[EXERCISE DESCRIPTION] The word "hair" marks the lines you need; copy each of them from the data.

[Point-per-instance localization data]
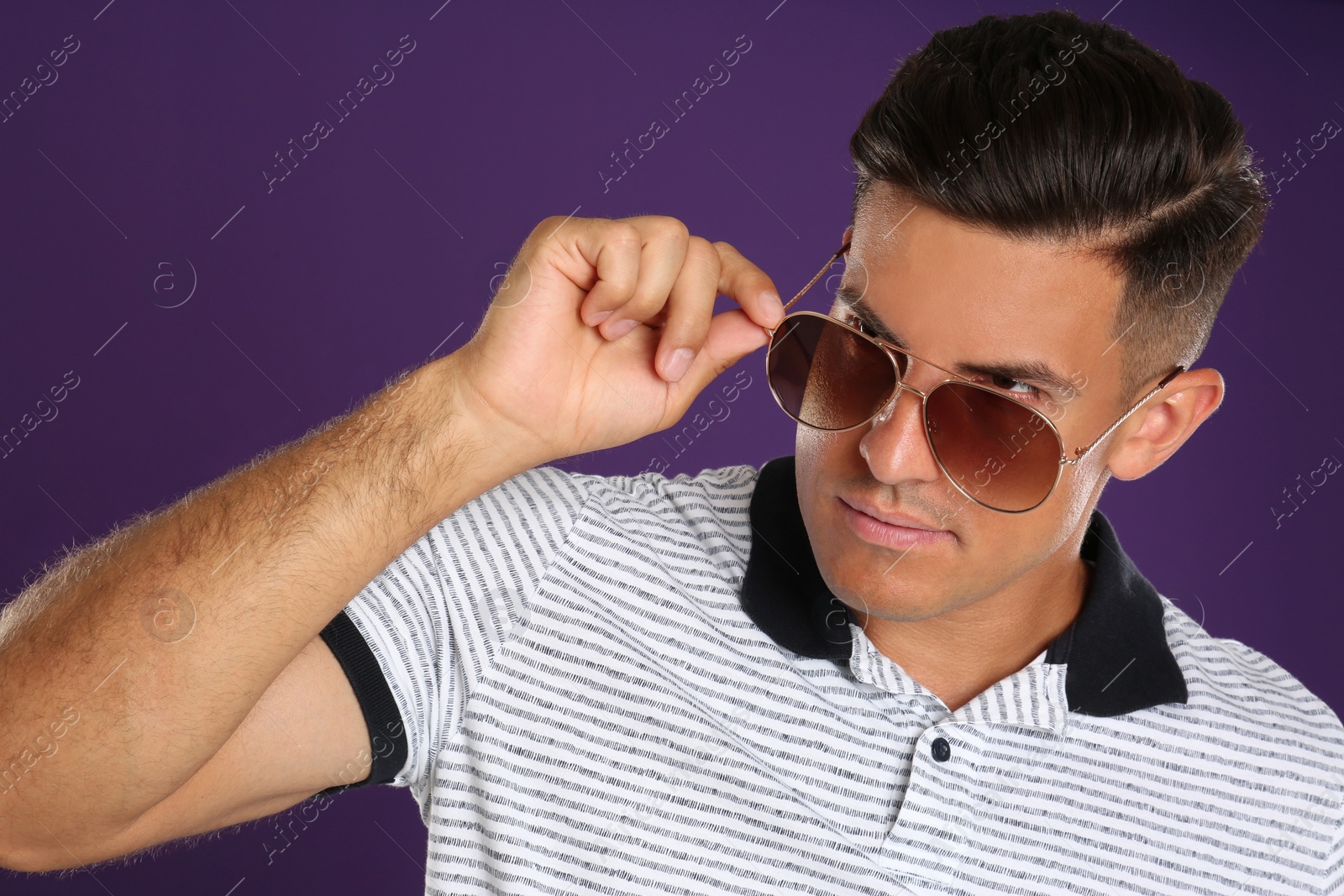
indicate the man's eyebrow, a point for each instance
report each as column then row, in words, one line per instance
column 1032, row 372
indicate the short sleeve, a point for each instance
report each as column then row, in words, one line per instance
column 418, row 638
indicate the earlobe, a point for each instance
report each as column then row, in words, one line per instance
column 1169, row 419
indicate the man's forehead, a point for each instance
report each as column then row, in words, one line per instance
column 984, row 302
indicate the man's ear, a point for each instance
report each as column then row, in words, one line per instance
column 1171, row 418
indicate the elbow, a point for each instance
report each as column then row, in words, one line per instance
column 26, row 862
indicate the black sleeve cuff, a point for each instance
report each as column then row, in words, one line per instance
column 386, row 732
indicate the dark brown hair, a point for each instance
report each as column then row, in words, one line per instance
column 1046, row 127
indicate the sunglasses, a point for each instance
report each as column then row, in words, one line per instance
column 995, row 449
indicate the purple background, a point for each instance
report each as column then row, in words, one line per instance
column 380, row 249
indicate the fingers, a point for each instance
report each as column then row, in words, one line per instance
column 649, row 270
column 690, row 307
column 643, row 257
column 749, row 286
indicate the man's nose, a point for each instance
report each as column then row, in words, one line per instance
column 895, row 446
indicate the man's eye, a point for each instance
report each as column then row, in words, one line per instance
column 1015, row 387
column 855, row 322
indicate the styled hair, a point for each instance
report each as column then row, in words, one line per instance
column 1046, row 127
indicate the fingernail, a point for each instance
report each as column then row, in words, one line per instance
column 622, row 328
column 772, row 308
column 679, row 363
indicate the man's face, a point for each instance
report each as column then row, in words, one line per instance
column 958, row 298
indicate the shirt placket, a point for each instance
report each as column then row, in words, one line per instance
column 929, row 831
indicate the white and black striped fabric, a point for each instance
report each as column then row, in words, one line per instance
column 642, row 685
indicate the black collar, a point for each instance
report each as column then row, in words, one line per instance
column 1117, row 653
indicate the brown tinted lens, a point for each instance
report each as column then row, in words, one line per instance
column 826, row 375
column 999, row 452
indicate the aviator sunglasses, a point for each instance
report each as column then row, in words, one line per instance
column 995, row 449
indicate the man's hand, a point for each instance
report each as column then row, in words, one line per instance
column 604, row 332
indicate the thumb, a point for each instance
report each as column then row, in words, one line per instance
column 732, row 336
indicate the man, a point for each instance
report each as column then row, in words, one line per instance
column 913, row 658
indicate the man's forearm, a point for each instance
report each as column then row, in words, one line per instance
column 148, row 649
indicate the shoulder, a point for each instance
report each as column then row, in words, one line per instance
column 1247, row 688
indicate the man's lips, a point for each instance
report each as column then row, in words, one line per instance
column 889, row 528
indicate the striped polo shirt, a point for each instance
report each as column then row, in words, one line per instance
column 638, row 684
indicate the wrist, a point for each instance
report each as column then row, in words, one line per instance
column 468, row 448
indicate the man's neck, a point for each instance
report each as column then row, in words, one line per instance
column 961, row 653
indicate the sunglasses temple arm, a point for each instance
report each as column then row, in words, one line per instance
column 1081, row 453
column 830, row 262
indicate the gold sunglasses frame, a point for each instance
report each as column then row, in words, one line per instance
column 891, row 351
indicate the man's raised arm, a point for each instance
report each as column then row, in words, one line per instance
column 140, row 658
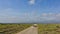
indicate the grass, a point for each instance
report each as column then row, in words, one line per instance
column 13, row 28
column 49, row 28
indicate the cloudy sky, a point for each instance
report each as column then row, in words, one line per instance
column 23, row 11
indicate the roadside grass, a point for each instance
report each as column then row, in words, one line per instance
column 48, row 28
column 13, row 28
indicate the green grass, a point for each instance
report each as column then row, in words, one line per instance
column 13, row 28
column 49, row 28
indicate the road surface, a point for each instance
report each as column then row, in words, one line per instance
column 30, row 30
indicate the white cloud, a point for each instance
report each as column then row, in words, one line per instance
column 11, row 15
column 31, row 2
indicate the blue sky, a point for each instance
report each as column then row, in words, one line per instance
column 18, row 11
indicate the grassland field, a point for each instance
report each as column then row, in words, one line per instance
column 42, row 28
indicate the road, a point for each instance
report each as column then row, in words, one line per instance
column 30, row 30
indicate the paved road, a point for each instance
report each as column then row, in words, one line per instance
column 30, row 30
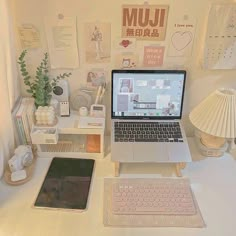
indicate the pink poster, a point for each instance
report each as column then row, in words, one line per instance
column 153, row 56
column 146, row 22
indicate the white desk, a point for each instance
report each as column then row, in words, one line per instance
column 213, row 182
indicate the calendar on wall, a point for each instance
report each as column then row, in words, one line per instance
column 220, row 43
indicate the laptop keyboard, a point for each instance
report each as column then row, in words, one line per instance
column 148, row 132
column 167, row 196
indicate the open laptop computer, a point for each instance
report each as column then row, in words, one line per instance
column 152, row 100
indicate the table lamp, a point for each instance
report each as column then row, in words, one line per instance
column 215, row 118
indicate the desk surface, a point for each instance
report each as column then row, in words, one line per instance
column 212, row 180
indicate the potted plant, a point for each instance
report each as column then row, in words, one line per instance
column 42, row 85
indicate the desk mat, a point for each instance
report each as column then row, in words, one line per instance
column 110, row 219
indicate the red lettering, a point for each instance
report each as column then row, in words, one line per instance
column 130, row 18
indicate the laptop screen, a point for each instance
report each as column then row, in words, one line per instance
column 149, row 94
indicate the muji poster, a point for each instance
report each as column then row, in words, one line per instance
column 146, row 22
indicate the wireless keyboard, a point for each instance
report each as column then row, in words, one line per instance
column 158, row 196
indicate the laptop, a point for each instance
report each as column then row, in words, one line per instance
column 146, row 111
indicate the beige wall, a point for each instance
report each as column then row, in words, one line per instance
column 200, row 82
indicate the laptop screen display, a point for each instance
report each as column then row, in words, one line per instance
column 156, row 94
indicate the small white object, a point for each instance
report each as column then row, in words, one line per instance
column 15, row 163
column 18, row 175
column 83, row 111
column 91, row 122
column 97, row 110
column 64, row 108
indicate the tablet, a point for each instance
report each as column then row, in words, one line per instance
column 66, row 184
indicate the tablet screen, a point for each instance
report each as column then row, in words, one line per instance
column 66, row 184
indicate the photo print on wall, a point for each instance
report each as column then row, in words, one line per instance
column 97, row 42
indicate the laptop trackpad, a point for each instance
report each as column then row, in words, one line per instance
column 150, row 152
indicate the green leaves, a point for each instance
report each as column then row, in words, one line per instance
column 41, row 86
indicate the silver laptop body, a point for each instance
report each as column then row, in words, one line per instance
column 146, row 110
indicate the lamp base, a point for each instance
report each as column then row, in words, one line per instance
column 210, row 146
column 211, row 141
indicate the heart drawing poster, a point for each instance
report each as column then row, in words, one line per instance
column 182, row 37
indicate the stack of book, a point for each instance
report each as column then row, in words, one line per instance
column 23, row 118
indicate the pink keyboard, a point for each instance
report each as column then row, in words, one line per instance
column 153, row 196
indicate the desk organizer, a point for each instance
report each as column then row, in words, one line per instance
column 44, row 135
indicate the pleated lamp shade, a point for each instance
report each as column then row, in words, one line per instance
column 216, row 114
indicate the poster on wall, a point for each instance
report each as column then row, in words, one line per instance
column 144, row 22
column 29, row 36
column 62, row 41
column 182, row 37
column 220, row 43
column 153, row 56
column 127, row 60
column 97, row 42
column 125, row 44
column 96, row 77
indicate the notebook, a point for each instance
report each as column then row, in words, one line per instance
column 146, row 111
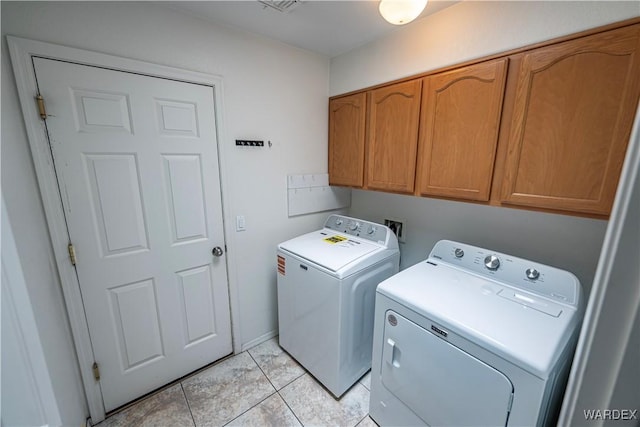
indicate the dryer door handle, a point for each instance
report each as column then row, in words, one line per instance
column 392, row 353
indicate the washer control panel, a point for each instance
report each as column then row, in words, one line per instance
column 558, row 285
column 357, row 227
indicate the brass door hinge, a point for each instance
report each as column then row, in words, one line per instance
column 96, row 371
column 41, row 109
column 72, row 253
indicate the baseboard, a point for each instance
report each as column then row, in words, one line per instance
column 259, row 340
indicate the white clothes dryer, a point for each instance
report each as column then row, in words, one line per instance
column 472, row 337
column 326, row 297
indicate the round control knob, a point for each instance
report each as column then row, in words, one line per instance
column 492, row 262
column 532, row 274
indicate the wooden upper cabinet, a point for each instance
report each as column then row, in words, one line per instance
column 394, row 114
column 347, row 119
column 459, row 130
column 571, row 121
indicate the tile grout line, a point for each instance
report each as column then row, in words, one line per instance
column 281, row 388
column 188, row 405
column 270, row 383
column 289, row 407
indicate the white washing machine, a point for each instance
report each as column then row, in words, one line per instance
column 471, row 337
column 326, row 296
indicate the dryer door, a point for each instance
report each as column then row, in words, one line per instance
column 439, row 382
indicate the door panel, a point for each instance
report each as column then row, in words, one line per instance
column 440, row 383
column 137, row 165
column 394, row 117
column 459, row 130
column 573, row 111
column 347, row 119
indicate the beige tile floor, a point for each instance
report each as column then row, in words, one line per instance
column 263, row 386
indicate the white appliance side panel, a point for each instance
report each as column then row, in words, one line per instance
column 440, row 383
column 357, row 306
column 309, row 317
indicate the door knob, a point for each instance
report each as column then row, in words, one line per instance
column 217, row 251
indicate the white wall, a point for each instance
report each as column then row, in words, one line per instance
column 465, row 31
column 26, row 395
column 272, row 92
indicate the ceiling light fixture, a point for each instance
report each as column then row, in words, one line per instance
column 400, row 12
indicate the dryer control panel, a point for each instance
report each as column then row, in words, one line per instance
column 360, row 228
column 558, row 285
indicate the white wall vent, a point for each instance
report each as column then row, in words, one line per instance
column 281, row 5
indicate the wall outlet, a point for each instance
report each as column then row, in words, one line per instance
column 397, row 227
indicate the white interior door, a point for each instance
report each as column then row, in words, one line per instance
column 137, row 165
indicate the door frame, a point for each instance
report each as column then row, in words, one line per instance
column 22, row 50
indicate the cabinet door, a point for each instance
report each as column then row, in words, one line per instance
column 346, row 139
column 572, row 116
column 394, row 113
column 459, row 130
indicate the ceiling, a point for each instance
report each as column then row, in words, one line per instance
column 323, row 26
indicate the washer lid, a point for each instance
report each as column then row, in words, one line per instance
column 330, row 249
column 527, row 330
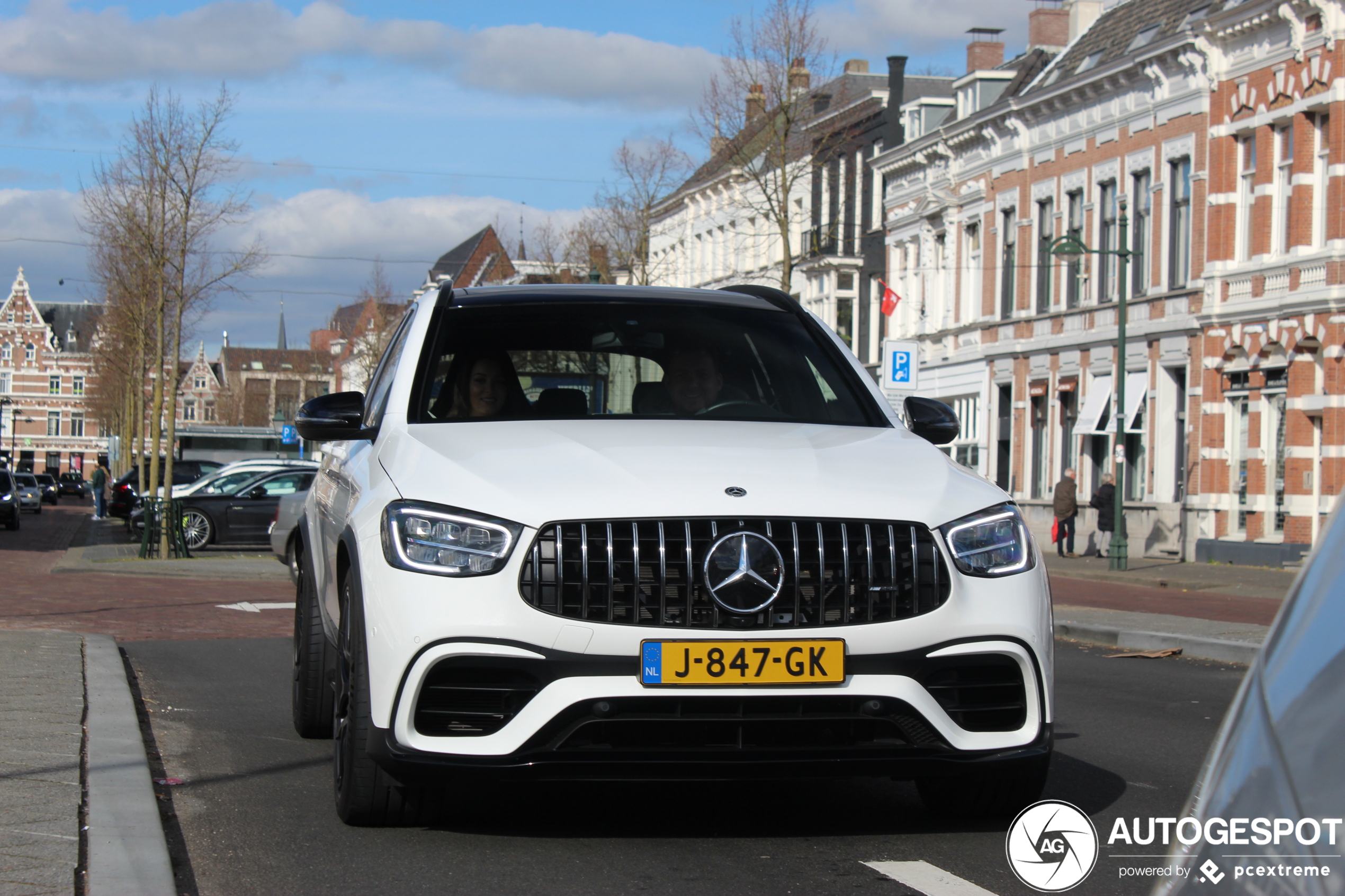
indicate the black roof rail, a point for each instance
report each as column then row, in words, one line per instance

[EXERCISE RESPONSE]
indicate the dark brown hair, a point for each instance
indicate the styled hair, a point for each instance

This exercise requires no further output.